▶ [DATASET]
■ ■ ■ ■ ■ ■ ■
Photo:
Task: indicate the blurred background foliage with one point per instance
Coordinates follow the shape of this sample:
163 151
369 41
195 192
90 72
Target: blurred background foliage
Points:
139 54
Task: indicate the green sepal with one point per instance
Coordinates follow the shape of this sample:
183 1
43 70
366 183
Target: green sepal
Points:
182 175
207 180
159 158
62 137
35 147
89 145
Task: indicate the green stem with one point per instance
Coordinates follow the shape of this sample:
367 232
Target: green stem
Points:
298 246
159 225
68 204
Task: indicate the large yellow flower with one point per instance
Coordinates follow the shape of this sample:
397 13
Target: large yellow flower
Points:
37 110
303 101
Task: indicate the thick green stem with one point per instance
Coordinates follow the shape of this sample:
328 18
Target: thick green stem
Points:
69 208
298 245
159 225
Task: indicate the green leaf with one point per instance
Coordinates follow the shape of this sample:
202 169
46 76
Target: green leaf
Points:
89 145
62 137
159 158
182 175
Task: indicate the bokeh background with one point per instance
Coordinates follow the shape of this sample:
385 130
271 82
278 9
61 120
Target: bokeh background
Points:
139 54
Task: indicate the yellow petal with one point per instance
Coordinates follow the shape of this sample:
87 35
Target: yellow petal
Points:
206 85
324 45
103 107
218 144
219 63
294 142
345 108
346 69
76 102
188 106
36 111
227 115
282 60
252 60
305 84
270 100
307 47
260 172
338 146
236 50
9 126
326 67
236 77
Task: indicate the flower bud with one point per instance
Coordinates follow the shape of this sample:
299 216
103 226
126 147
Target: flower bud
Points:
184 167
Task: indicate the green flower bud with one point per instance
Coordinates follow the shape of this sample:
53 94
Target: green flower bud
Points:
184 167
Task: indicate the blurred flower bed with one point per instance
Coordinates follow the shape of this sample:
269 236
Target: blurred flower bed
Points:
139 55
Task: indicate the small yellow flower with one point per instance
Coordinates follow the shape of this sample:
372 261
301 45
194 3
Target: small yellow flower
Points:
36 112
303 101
■ ■ ■ ■ ■ ■ ■
▶ [EXERCISE OBJECTIVE]
The records above must be repeated exactly, every one of them.

▶ [COMPLETED EXERCISE]
Photo:
Task: indicate the blurred background foliage with one point per instance
Coordinates follow the shape of this sample:
163 151
369 41
195 192
90 72
Target: blurred background foliage
Points:
139 54
Task: indicate the green sepal with one point per instance
Coordinates follow the shape of this sample:
183 1
43 70
366 183
Target: green sepal
Points:
182 175
207 180
159 158
62 137
35 147
89 145
Task: indicate the green stem with one point per instance
Coordinates follow the shape of this sample:
367 232
Target: green stem
Points:
298 246
159 225
68 204
Task: indicate the large yellow flower with one point per instance
Coordinates follow the shape of this sample:
397 13
Target: large yellow flower
Points:
37 110
303 101
Task: indicate the thick green stem with one point per instance
Coordinates follow the shape of this sample:
328 18
Target: thick green stem
Points:
69 208
298 245
159 225
Task: indicate the green leaf with one point per instance
Coordinates follow the shape of this sample:
202 169
46 76
Target: green leaf
Points:
89 145
62 137
159 158
182 175
Task: indicate the bokeh background with one point per instance
Coordinates follow the shape of this sample:
385 130
271 82
278 9
61 120
Target: bokeh background
Points:
139 54
Task: indicate the yellow petal with one point per instance
Coordinates follow the shape of this sample:
87 35
Target: yellow petal
Points:
206 85
324 45
103 107
218 144
219 63
294 142
345 108
346 69
76 102
188 106
36 111
227 115
282 60
252 60
305 84
270 100
307 47
260 172
338 146
236 50
9 126
326 67
236 77
Task: indicate the flower bud with one point per instance
Coordinates follow the shape of this sample:
299 216
103 226
126 147
Target: flower bud
Points:
184 167
Task: indicate the green flower bud with one point per instance
Coordinates follow the shape of this sample:
53 94
Target: green flower bud
Points:
184 167
Task: indicate the blurred flower bed with one point per instance
Coordinates follow the shape of this sample:
269 236
Target: blurred flower bed
Points:
139 55
Task: indicate the small yellow flower with one point per instance
Coordinates follow the shape of this sample:
372 261
301 45
194 3
Target: small yellow flower
Points:
36 112
303 101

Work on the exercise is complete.